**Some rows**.
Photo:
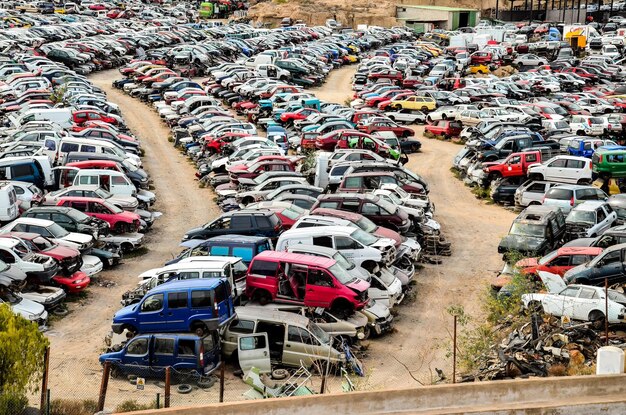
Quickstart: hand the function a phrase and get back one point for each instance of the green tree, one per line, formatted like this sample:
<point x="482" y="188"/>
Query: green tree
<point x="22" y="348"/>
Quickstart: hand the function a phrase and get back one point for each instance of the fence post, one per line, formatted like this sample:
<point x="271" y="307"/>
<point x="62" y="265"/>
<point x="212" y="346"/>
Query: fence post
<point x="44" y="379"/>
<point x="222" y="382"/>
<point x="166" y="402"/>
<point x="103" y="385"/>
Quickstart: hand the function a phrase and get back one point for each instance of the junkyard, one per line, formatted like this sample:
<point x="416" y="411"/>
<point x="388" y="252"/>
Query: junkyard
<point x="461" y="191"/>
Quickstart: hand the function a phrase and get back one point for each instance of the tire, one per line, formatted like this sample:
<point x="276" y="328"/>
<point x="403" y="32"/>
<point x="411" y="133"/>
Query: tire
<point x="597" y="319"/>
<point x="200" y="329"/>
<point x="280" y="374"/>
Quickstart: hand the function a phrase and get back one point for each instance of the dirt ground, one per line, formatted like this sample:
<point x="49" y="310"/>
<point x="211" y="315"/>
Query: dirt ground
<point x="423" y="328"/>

---

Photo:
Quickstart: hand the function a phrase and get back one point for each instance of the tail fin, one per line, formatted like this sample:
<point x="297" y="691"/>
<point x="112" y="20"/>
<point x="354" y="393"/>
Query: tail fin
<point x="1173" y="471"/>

**Goal of the exercise**.
Show each line from the rows above that contains the word "green", counting only matches with the same case.

**The output**.
Quickstart: hand the function a phrase and get back one point for each instance of the green tree, one per line, formatted like this sample:
Query: green tree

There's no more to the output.